#### Exercise brief:
The result must match the data exactly, line for line.
--- Records for processing Enclosed Below ---
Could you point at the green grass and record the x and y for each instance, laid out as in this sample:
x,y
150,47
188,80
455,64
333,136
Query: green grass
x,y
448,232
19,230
--- End of Enclosed Records for processing ---
#### Solution below:
Could you point at the green grass and record the x and y for each instance, laid out as in this sample:
x,y
150,47
188,80
455,64
333,136
Query: green grass
x,y
448,232
19,230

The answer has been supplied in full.